Aufgabe » Schreibe den Auszug über Huawei und die deutschen Autobauer im Anschluss an seine letzte Zeile weiter.

Während Huawei vom digitalen Wandel profitiert, gerät insbesondere die Rolle deutscher Autobauer zunehmend unter Druck. Es stellt sich die unbequeme Frage, ob die Kooperation mit chinesischen Tech-Giganten wie Huawei tatsächlich zu einem Know-how-Transfer führen kann – diesmal nicht von Europa nach China, sondern in umgekehrter Richtung.

Huawei auf einen Blick

  • Gründung: 1987
  • Firmensitz: Shenzhen, China
  • Branche: Telekommunikation, Informations- und Kommunikationstechnologie, Elektronik, Automobilzulieferung
  • Mitarbeiter: Rund 210.000 weltweit (Stand 2024)
  • Umsatz: Ca. 125 Milliarden US-Dollar (Stand 2023)
  • Anteil Automobilgeschäft: Rund 10 % des Gesamtumsatzes (hauptsächlich durch Hardware- und Softwarelösungen für vernetzte Fahrzeuge)

Gespeichertes Material »
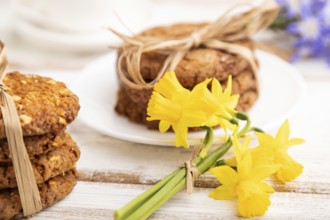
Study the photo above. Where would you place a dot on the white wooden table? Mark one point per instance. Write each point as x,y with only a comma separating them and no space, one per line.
112,171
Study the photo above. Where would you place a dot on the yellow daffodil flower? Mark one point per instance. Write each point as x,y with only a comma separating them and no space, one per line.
260,156
172,107
218,105
279,145
246,183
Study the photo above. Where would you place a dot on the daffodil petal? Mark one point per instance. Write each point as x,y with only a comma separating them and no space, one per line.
181,135
265,140
262,172
226,175
244,166
232,162
164,126
216,87
283,133
294,141
266,187
255,205
223,193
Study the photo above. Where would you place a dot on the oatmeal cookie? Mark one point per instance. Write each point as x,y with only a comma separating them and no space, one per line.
43,104
45,166
51,191
35,145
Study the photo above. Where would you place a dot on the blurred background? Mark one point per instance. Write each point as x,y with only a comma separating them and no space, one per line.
67,34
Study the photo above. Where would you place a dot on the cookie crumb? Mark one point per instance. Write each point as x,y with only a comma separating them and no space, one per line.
25,120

Lösung »
  • Automobilgeschäft gestartet: 2018 mit Fokus auf Elektronik, Software und vernetzte Mobilitätslösungen
  • Kernprodukte im Automobilbereich:
    • Fahrerassistenzsysteme (Lidar-Sensoren, Kameras)
    • Infotainment-Displays mit Augmented Reality
    • Betriebssystem HarmonyOS für Fahrzeuge
    • Ladeinfrastruktur und Energiemanagementsysteme
  • Kooperationspartner: Zahlreiche chinesische Autohersteller (z.B. BYD, BAIC, Changan, Sokon), sowie deutsche Premium-Marken wie Audi und BMW.